— start of Task material —

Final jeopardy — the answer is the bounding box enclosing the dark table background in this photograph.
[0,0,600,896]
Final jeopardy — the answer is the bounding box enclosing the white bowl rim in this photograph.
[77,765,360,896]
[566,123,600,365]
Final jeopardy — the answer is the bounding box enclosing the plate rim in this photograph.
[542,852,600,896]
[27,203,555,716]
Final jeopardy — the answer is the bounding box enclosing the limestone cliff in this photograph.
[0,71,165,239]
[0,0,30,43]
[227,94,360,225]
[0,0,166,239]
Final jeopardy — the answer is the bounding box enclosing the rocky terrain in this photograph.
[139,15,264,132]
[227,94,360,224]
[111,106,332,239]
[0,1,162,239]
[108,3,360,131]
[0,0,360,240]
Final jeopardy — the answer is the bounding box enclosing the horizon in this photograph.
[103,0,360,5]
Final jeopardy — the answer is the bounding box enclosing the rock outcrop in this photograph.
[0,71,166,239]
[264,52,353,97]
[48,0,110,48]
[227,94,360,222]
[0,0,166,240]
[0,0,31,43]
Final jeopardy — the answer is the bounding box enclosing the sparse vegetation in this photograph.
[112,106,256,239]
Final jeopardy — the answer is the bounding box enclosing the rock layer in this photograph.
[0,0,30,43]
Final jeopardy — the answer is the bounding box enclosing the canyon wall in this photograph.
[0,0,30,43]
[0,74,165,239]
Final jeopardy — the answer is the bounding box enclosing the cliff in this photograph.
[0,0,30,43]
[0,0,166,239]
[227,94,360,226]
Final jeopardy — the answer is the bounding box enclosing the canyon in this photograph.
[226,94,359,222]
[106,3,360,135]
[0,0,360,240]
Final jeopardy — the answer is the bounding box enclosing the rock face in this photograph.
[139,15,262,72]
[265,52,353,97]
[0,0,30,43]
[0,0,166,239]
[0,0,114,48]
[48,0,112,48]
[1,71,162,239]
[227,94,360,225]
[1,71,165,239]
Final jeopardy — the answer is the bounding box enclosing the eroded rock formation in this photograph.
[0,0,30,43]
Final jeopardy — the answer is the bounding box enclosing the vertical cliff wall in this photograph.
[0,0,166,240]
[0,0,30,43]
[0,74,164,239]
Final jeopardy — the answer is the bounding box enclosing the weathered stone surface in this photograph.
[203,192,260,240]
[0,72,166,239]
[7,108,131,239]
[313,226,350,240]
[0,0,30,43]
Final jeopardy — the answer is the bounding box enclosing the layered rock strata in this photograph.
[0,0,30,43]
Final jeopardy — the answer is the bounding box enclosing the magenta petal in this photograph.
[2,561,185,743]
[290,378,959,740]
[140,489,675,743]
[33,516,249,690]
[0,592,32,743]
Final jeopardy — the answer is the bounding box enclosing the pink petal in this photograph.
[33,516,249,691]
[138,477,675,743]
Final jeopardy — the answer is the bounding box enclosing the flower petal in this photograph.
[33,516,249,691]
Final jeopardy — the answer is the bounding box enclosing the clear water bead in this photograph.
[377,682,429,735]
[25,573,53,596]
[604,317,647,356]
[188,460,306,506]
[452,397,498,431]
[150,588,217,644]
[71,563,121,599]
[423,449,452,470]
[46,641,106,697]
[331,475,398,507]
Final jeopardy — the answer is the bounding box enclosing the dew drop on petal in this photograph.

— end of Task material —

Directive
Rewrite the data from its first line through the line holding "[566,123,600,365]", inclusive, changing "photograph" to "image" and leaving everything else the same.

Output of the task
Final jeopardy — the answer is the bounding box enclosing the dark table background in this image.
[0,0,600,896]
Final jeopardy — the answer is the bounding box enclosing the white bowl rim in this image.
[77,765,360,896]
[566,123,600,365]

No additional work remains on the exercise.